Available data:

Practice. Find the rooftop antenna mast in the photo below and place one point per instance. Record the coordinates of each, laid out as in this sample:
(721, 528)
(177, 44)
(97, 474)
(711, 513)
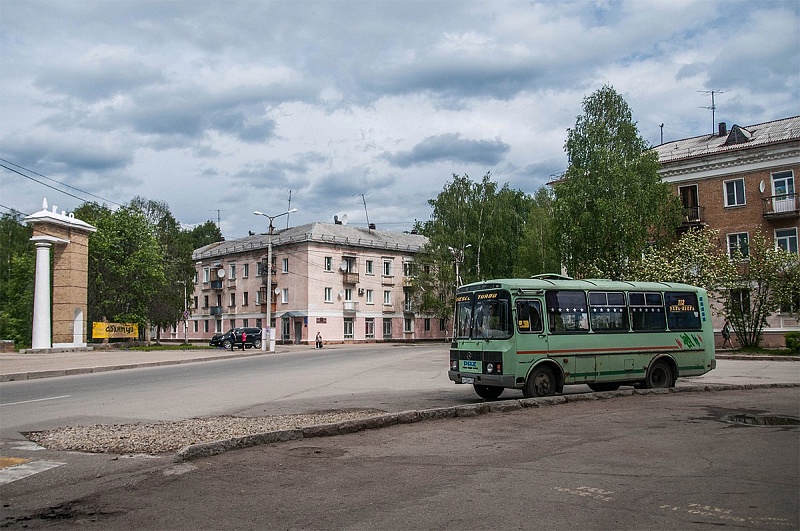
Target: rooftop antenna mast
(218, 217)
(363, 200)
(713, 107)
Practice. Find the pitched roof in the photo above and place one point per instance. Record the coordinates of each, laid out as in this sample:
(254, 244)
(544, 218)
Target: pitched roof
(348, 235)
(739, 137)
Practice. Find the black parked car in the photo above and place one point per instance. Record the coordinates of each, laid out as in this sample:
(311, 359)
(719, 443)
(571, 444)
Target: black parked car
(233, 338)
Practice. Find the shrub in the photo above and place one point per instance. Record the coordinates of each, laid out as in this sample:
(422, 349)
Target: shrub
(793, 342)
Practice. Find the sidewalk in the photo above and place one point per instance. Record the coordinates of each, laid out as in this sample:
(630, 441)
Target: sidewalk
(29, 366)
(15, 366)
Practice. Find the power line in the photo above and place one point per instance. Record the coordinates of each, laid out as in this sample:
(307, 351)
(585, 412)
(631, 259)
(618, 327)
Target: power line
(55, 181)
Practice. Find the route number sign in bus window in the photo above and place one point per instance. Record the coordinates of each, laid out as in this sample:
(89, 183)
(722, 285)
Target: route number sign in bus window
(682, 311)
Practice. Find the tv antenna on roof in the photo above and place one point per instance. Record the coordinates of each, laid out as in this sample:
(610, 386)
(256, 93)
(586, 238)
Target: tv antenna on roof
(713, 107)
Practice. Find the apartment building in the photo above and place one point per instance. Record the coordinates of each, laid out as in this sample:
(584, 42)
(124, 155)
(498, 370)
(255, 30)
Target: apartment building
(739, 181)
(349, 283)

Problem to work on: Begin with the line that contains "Practice. Find the power" and end with the last line of the material above. Set down that range exactly.

Response to this exercise:
Practice. Find the power line in the photo above and place one point per instance. Record the coordinates of each, laid out as in this sample:
(307, 351)
(585, 412)
(631, 259)
(618, 327)
Target: power line
(55, 181)
Practice. Find the route number sign in bus window in the photo above and place one point per instance. Record the coordinates of each, laid out as in this sample:
(89, 183)
(722, 285)
Target: route number sign in bus window
(682, 311)
Practice. Find the tv antenna on roof in the photo above and place one point per instance. Record the coordinates of each, laid out as in this sample:
(610, 386)
(256, 93)
(586, 238)
Target: tv antenna on roof
(713, 107)
Practice. Find the apartment building in the photo above and place one point per instance. Record the coordinates of each, laid out as in this sample:
(584, 42)
(124, 155)
(498, 370)
(255, 30)
Target: apartment building
(739, 181)
(349, 283)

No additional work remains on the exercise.